>> start RECORD LIST

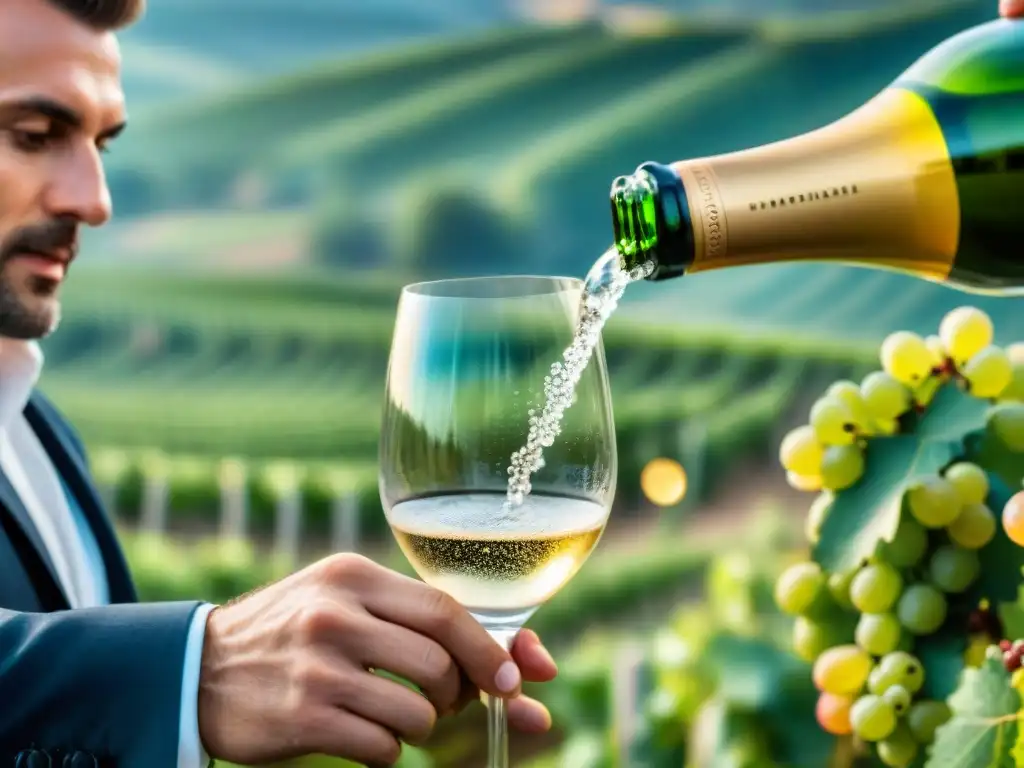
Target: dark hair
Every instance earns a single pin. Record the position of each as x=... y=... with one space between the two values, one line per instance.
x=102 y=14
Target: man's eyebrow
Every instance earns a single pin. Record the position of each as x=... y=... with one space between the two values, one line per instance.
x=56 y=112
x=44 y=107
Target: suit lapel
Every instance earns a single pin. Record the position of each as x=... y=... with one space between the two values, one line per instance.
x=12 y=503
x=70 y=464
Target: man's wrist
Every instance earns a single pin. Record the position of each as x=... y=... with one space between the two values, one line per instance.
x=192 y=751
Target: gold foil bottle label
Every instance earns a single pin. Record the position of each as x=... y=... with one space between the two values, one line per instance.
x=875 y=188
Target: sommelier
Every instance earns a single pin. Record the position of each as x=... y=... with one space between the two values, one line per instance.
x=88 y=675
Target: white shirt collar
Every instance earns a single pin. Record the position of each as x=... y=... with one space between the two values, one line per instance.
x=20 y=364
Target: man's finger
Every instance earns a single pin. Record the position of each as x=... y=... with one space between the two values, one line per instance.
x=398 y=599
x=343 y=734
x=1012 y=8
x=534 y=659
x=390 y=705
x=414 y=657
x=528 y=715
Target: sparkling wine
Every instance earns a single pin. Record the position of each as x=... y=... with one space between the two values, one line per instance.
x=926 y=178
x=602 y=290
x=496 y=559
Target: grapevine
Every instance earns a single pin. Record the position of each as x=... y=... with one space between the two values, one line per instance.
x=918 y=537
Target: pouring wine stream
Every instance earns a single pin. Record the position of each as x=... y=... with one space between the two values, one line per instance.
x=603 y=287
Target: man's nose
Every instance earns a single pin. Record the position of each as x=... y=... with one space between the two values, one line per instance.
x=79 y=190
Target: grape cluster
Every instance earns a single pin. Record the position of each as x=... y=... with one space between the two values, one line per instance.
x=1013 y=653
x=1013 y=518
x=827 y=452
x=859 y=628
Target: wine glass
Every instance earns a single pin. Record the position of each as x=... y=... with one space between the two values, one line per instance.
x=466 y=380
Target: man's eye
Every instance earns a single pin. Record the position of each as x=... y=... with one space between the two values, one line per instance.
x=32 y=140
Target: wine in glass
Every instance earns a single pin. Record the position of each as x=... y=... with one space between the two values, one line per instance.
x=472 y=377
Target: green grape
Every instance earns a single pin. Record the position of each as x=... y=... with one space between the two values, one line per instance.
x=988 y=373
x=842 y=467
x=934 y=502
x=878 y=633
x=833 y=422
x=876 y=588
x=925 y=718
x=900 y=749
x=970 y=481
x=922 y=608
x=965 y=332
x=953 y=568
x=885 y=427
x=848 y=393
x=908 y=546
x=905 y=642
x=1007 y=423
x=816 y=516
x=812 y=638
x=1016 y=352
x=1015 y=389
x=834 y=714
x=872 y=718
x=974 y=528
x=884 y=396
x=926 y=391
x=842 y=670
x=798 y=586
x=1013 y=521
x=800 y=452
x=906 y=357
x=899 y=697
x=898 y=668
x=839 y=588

>> end RECORD LIST

--- GIVEN INSTRUCTION ---
Please copy the records above word for word, leaving out the pictures.

--- ANSWER IN FULL ---
Target: dark hair
Every instance earns a single pin. Record the position of each as x=... y=... with one space between the two values, one line per instance.
x=102 y=14
Target: man's eyebrow
Every instance earns a single pin. Record the position of each as x=... y=... with one space between the two values, one line per instance.
x=56 y=112
x=44 y=107
Target: suit lapel
Every instance earns a single pin. Record the position of each as x=... y=... with one space between the two values, one line per instance.
x=12 y=503
x=70 y=464
Target: man's wrist
Every instance earns a single pin. Record the position of each as x=... y=... with one space between the two values, one line per instance.
x=192 y=751
Target: gold foil bottle label
Every instance earns a single pin. Record the position of each as x=... y=... with one space between the two values, one line per instance.
x=875 y=188
Target: sommelier
Every instance earns a single pin. Record the position of each as x=... y=... with one space between the two values, one line per instance.
x=88 y=675
Target: white shirt collar
Every instance earns a single pin. Record the position of each as x=... y=... with one space between the two values, one line per instance.
x=20 y=364
Target: man's finger
Every instance earns a single pin. Record the position of each as x=... y=... with one space between the two values, one line per instance.
x=398 y=599
x=343 y=734
x=1012 y=8
x=534 y=659
x=390 y=705
x=414 y=657
x=528 y=715
Target: sparkling wine
Every instance earns a single pin. Record the position of each as x=... y=... with one space between the two values, one line per instance.
x=926 y=178
x=602 y=290
x=496 y=559
Target: grapevine
Every instance earns a single pin. Record the position of each as x=... y=... with one space between the two values, one line per instance.
x=918 y=537
Target: pouring wine stream
Every instance earns a single pin. Record the position of each as x=... y=... with one space between the two values, one line per instance.
x=603 y=287
Target: man's nose
Every instance earns a single pin. Record the position of each as x=... y=... with one space between the two values, one line per instance.
x=79 y=190
Target: grape cluster
Every instance earns a single pin. Record the position of each as x=... y=... with one space between the two values, one line per instance.
x=1013 y=653
x=1013 y=518
x=827 y=452
x=859 y=628
Target: wine glass
Every instance earns a single pin. Record the position of each as x=... y=... with one space between the two values, one line per instance.
x=466 y=380
Target: man's eye
Every instance earns a single pin. Record the position of each as x=... y=... with one space between the two values, one line per instance.
x=32 y=140
Target: wine in glass
Every instance earns a single pin. Record the position of each as x=... y=... with one space between the two values, one line per instance.
x=472 y=377
Target: green grape
Every instance earns a single pin. Record the position of each as x=... y=... with one space between the two values, one line per instance.
x=988 y=373
x=842 y=467
x=934 y=502
x=878 y=633
x=833 y=422
x=876 y=588
x=925 y=718
x=900 y=749
x=970 y=481
x=922 y=608
x=965 y=332
x=953 y=568
x=885 y=427
x=848 y=393
x=908 y=546
x=905 y=642
x=1007 y=423
x=816 y=516
x=812 y=638
x=1016 y=352
x=1015 y=389
x=834 y=714
x=872 y=718
x=974 y=528
x=884 y=396
x=926 y=391
x=842 y=670
x=798 y=586
x=1013 y=521
x=800 y=452
x=906 y=357
x=899 y=697
x=898 y=668
x=839 y=588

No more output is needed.